• REQUIRED TASKS
1. List each distinct username that posts in the router sled thread.
2. In the router sled thread, write out the passage starting with "## PBWilson1970 (Jan" and going on through "won't be parallel.", updating "piece of wood" to "board".

# Router sled help



## 616jason616 (Feb 14, 2020)

I have a few questions about a router sled. Does the work piece need to lay on a perfectly flat, level surface? I know that the rails and router sled need to all be level but what about the work piece? I've seen people use router sleds directly on their garage floor, or on a pair of sawhorses.


----------



## Peteybadboy (Jan 23, 2013)

If it's like a table saw sled - then yes. Unless you are using it for some tapered legs or something where the piece won't sit flat.


----------



## PBWilson1970 (Jan 23, 2020)

The surface under the piece of wood needs to be flat or else when you flip the piece that you flattened, the other won't be parallel.

Sawhorses can work if they're stout and you shim the wood so that it's level. I'd be concerned about flex between them, but with short spans between the sawhorses, you'd be in pretty good shape.


----------



## 616jason616 (Feb 14, 2020)

> The surface under the piece of wood needs to be flat or else when you flip the piece that you flattened, the other won t be parallel.

• DATA SUPPLIED
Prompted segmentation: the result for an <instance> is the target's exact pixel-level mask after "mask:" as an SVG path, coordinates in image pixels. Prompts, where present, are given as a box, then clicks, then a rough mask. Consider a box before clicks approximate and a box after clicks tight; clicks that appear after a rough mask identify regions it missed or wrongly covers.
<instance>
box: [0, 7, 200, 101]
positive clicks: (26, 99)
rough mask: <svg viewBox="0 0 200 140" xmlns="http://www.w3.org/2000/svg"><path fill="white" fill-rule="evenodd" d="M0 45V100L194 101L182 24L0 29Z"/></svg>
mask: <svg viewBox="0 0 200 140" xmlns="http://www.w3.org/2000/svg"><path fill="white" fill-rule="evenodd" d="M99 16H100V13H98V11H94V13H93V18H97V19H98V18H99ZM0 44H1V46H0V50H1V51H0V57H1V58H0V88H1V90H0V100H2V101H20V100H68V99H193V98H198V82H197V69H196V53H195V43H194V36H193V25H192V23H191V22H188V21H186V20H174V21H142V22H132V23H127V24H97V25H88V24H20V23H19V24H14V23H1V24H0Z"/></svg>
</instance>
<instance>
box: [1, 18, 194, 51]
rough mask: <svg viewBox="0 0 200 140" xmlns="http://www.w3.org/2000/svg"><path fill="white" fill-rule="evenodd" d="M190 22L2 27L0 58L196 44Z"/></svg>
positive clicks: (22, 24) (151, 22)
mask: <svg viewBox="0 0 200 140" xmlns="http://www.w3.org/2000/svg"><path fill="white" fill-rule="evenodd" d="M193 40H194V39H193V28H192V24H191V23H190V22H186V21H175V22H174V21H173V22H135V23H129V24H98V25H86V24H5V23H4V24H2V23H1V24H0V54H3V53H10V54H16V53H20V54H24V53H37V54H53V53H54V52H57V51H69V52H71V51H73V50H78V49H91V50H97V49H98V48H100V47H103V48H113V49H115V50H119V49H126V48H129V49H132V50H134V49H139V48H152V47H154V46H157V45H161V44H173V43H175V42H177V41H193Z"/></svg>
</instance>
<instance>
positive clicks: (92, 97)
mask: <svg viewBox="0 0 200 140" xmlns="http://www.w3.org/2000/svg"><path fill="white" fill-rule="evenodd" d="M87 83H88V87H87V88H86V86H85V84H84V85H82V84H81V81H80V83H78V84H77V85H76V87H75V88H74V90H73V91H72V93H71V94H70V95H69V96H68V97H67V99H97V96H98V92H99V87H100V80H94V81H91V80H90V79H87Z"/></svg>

• ANSWERS GIVEN
1.
616jason616
Peteybadboy
PBWilson1970

2.
## PBWilson1970 (Jan 23, 2020)

The surface under the board needs to be flat or else when you flip the piece that you flattened, the other won't be parallel.